> [To be done]: Output every line of the data below verbatim, keeping each character, line break, and the original order.

> [Supplied data]:
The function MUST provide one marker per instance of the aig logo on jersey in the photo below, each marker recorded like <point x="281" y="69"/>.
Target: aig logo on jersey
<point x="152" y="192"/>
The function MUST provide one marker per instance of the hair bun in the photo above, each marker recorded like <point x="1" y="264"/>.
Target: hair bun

> [Solution to the exercise]:
The function MUST provide one marker per instance of the aig logo on jersey in the photo below, each marker recorded like <point x="281" y="69"/>.
Target: aig logo on jersey
<point x="152" y="192"/>
The function MUST provide one marker per instance of the hair bun in the photo above, each marker recorded like <point x="1" y="264"/>.
Target: hair bun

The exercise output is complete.